Your task
Reproduce exactly the lines below, starting with the line that contains "The component shall return one point per instance of the tall" and ending with the last line of the records, both included, and nothing else.

Stored data
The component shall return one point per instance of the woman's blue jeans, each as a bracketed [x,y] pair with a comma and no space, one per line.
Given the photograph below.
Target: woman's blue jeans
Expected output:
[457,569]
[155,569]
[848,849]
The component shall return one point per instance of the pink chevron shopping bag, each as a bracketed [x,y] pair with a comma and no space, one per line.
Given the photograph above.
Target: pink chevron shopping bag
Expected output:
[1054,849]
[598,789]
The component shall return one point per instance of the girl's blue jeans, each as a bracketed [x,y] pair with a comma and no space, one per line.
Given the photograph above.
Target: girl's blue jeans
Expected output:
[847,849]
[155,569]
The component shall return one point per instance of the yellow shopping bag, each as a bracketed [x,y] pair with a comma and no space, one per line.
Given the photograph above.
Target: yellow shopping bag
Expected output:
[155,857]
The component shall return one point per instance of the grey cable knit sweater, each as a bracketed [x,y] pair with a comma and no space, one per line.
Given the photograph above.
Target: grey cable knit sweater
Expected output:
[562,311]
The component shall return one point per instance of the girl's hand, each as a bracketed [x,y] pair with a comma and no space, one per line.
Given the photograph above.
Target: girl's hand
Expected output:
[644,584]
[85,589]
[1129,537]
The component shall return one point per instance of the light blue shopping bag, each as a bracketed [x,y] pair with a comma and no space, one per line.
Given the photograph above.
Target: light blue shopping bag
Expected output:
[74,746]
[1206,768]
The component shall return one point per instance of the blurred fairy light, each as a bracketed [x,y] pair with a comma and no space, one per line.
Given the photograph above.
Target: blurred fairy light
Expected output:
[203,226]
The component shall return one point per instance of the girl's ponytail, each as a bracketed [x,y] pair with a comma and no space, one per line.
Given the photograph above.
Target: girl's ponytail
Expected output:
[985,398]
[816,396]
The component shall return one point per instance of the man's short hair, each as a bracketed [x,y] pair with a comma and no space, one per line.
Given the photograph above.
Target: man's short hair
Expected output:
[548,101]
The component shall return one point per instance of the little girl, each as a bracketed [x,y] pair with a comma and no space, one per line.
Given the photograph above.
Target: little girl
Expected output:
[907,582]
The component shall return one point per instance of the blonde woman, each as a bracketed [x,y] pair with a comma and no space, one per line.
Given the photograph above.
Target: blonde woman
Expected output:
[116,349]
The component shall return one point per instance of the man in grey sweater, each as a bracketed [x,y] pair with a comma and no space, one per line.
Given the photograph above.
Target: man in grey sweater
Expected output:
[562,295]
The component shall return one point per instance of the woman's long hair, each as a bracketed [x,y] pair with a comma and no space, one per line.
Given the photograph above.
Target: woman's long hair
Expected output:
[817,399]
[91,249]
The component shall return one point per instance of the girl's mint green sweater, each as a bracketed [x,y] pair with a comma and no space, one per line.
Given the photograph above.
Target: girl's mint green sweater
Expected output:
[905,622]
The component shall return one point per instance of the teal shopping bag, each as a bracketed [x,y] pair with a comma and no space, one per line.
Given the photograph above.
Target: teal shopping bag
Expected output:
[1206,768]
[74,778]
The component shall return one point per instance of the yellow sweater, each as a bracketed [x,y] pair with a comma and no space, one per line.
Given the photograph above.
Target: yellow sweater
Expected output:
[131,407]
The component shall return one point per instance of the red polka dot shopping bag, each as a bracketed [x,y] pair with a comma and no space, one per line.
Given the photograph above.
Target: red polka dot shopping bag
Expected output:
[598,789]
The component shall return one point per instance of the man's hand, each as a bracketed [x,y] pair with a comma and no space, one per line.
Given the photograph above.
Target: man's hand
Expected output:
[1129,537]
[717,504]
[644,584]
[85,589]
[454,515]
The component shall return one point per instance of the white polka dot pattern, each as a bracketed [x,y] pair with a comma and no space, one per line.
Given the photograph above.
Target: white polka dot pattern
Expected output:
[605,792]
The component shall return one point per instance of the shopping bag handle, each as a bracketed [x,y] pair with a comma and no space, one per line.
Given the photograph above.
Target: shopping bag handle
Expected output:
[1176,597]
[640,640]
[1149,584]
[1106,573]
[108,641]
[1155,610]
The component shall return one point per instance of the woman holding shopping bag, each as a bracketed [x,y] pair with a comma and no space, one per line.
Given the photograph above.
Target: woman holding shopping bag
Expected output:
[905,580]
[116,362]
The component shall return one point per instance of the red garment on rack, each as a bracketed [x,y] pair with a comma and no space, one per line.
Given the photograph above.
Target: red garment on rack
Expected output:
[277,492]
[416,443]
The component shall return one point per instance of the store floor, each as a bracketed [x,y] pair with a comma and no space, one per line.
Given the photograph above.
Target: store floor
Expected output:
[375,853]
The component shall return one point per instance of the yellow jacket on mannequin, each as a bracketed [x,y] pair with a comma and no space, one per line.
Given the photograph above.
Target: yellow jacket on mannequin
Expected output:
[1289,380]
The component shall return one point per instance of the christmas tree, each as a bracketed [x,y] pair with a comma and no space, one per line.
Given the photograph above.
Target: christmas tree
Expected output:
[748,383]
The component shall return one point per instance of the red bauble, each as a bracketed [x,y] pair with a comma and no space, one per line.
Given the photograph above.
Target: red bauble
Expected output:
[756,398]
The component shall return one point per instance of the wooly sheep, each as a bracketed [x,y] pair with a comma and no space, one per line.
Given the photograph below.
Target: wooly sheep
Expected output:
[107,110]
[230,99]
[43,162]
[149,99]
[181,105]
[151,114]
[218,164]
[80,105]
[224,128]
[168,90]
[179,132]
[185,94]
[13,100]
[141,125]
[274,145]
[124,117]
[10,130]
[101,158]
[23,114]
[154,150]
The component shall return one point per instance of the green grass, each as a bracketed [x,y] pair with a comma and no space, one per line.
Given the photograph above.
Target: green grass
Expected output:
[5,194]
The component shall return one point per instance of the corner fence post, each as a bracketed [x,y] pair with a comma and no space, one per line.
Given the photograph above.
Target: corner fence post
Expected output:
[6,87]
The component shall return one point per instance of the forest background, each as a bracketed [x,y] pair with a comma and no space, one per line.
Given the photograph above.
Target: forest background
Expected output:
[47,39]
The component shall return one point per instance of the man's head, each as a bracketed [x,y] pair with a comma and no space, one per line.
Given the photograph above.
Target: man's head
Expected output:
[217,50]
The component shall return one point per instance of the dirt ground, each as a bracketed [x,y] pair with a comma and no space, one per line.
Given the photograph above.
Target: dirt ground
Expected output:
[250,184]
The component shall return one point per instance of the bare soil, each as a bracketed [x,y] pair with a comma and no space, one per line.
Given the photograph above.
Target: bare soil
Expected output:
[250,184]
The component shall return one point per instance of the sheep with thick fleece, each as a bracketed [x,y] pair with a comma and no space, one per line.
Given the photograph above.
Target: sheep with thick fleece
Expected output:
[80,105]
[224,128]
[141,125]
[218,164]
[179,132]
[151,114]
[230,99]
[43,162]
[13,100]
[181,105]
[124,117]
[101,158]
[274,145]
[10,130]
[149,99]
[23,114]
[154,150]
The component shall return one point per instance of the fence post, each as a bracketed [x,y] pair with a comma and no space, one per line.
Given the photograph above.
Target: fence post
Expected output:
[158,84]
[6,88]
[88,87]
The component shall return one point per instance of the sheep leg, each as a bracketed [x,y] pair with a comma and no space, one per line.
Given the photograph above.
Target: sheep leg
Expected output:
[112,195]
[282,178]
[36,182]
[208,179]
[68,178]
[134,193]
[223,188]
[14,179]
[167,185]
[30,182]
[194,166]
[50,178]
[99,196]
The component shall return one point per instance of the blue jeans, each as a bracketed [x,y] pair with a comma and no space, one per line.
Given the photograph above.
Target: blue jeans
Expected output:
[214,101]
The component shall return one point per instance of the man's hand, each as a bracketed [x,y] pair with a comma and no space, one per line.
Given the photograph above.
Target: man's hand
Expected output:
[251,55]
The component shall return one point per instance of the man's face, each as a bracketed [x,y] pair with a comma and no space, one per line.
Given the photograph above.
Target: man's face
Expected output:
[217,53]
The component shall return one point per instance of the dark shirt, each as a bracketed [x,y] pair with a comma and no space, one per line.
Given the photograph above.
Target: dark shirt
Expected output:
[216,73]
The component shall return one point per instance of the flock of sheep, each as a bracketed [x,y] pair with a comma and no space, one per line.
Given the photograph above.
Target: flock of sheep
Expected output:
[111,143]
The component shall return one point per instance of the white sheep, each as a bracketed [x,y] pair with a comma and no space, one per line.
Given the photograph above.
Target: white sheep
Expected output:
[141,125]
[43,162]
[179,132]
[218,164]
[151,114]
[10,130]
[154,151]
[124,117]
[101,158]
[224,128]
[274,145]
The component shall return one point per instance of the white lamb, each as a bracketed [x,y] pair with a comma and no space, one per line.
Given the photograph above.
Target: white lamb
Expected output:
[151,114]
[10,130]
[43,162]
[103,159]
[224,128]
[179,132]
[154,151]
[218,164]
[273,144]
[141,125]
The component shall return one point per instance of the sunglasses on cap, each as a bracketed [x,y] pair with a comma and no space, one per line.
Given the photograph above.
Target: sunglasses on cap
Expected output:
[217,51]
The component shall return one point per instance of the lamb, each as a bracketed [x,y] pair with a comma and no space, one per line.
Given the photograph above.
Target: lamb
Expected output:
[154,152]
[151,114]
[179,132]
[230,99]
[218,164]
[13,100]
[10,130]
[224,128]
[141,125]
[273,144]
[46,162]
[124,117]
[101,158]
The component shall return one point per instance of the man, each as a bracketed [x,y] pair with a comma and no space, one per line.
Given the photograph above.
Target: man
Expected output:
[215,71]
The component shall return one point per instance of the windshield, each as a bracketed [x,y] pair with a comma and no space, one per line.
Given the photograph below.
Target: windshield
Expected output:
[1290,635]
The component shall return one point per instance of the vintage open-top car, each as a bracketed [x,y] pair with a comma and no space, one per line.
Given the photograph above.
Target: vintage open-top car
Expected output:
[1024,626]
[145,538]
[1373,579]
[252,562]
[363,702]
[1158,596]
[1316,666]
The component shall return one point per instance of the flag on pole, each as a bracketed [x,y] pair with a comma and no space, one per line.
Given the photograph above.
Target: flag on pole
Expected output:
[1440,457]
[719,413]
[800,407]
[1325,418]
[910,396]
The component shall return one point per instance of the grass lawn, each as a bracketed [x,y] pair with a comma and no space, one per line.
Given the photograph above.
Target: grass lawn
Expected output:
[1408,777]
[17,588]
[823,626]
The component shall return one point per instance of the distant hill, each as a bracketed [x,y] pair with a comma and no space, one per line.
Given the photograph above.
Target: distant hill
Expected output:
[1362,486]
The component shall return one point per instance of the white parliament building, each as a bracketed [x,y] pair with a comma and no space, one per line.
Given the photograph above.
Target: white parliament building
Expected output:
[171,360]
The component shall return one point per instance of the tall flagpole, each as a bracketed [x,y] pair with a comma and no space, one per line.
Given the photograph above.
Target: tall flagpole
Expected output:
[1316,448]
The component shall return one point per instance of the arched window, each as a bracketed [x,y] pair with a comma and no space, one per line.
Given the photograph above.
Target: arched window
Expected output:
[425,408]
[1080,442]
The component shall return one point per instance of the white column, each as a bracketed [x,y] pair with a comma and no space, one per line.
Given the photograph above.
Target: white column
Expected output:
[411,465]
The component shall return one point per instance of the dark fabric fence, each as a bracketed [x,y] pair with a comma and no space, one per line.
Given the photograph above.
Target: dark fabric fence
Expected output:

Response below
The component shall return one point per instance of the tall flagpole, each as a bracketed [x,y] pair with a comma and no space, one per line.
Given the photograph above.
Target: tall flagpole
Expected output:
[1316,448]
The component shall return one point per instance of the arched window, each as a bracketed [x,y] pair with a comma and no space, one per line.
Given the photograph above.
Target: arched window
Expected output:
[425,408]
[1080,442]
The component shall return one point per instance of the white column, each as a bracketed [x,y] pair with a comma and no space, one per line.
Given the photograph above.
Target: white column
Expected output:
[411,465]
The component shall return one point per instance of the dark fabric fence, each as a bracketed [x,y] pair with a comma and no space, one per line.
Given the photograph above.
Target: dark fabric fence
Expected output:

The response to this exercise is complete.